**TEXT SHOWN**.
International Olympic Committee (IOC) President Thomas Bach attends a news conference at the IOC headquarters in Lausanne December 10, 2013.
International Olympic Committee (IOC) President Thomas Bach attends a news conference at the IOC headquarters in Lausanne December 10, 2013.

By Karolos Grohmann

LAUSANNE, Switzerland (Reuters) - The city of Sochi will have specific protest zones for demonstrators to air their views when it hosts the 2014 winter Olympics in February, the International Olympic Committee (IOC) was told on Tuesday.

"We welcome the announcement of the (Sochi) organizing committee that in Sochi there will be protest zones that will be established for people who want to demonstrate against something," IOC President Thomas Bach told reporters after a progress report by the Russian Games organizers.

"They (protesters) will have the opportunity to do so in special protest zones," he said.

Russia has been under mounting criticism over its human rights record, especially this year after passing an anti-gay propaganda law which critics say curtails the rights of homosexuals.

"This was under discussion with the IOC for quite some time," Bach said. "It was announced to us today and it (zones) will be located in Sochi."

Protest zones were also created during the Beijing 2008 Olympics, but were located away from the venues and hardly used.

For Sochi, however, it is unclear how such protests could take place given the Russian Black Sea resort will be all but locked down for the Olympics for security reasons.

Russia faces security challenges because the city is next to the restive North Caucasus region, which is disrupted by almost daily violence from an Islamist insurgency rooted in two Chechen wars.

Bach also said the IOC would inform athletes of their rights and obligations stemming from the Olympic charter, which bars political statements in Olympic venues and limits athletes promoting individual sponsors during the Games.

"We approved information for national Olympic committees and athletes with regard to (Charter) rules 50 and 40 to make them aware of the rules and going a step further to explain... why these rules are established and that they are there to protect them," Bach said.

On Sunday, German president Joachim Gauck became the first European head of state to announce he would not be attending the Games at the Russian Black Sea resort. He did not give specific reasons.

Some athletes have already announced they will protest against what they say are human rights violations in the country.

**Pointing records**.

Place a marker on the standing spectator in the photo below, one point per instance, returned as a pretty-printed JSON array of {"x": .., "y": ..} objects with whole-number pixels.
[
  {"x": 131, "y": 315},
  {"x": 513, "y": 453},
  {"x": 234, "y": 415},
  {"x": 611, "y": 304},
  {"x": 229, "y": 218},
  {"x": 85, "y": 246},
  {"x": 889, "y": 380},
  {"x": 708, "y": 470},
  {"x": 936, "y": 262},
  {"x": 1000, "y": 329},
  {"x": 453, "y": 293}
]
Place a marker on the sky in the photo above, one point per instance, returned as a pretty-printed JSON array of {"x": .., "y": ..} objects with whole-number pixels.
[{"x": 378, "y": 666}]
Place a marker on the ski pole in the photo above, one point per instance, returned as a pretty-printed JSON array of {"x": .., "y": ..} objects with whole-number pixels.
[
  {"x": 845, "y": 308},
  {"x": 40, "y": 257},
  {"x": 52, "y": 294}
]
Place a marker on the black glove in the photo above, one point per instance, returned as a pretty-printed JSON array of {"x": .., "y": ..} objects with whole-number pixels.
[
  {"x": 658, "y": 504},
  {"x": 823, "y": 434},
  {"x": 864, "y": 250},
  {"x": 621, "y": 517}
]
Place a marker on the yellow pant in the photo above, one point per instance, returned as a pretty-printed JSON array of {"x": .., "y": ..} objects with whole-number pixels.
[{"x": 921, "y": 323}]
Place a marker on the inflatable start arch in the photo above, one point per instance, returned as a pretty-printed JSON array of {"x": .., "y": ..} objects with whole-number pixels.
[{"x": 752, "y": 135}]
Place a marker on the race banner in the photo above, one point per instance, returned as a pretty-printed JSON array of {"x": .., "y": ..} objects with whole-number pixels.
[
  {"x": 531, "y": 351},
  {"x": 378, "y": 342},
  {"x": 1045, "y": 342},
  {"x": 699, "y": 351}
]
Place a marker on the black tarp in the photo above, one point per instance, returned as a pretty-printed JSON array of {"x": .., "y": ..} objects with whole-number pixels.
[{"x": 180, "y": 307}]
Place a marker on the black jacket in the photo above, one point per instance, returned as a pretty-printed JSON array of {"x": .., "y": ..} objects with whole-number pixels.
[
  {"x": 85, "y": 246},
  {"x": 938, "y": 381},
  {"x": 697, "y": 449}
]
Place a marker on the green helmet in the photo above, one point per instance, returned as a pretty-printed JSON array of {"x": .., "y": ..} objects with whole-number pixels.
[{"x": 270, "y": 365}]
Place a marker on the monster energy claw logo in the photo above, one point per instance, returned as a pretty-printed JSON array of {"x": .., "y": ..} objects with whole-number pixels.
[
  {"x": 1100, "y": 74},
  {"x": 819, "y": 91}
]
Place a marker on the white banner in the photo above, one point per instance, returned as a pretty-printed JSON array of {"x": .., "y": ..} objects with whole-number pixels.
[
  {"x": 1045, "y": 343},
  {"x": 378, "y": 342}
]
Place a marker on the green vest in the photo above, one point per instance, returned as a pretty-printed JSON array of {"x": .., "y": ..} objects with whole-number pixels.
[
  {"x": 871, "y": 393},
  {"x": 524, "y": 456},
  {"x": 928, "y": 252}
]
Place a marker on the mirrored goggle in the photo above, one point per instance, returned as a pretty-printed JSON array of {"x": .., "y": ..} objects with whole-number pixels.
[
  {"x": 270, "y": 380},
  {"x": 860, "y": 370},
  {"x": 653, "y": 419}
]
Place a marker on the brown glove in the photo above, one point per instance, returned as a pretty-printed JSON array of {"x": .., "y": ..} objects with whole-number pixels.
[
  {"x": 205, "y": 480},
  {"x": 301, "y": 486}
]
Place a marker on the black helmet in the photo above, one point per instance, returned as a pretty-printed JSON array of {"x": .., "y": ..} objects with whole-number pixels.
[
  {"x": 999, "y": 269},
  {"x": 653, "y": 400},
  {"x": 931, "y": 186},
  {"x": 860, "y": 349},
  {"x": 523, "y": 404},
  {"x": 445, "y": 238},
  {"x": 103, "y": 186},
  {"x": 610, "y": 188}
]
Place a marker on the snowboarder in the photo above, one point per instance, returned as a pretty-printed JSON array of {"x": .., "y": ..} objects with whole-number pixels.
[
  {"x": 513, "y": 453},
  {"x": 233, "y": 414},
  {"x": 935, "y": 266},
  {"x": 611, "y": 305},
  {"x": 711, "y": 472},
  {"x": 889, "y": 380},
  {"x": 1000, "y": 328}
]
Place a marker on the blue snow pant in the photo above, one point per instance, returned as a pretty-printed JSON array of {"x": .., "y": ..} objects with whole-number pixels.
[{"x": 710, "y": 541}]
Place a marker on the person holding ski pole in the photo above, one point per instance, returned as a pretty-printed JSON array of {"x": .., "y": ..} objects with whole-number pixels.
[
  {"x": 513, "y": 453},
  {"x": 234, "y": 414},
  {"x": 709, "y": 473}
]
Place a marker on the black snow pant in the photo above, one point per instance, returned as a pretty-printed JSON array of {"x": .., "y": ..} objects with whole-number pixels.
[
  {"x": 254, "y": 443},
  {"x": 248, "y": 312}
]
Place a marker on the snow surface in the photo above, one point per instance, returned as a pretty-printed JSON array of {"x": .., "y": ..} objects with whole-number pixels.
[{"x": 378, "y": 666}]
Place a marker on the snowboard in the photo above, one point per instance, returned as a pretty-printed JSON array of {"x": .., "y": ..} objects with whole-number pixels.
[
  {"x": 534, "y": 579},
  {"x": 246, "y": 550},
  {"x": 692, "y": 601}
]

**WRITTEN EXERCISE**. In the Sochi protest zones article above, set down the passage from "Protest zones were" to "two Chechen wars." word for word.

**EXPECTED ANSWER**.
Protest zones were also created during the Beijing 2008 Olympics, but were located away from the venues and hardly used.

For Sochi, however, it is unclear how such protests could take place given the Russian Black Sea resort will be all but locked down for the Olympics for security reasons.

Russia faces security challenges because the city is next to the restive North Caucasus region, which is disrupted by almost daily violence from an Islamist insurgency rooted in two Chechen wars.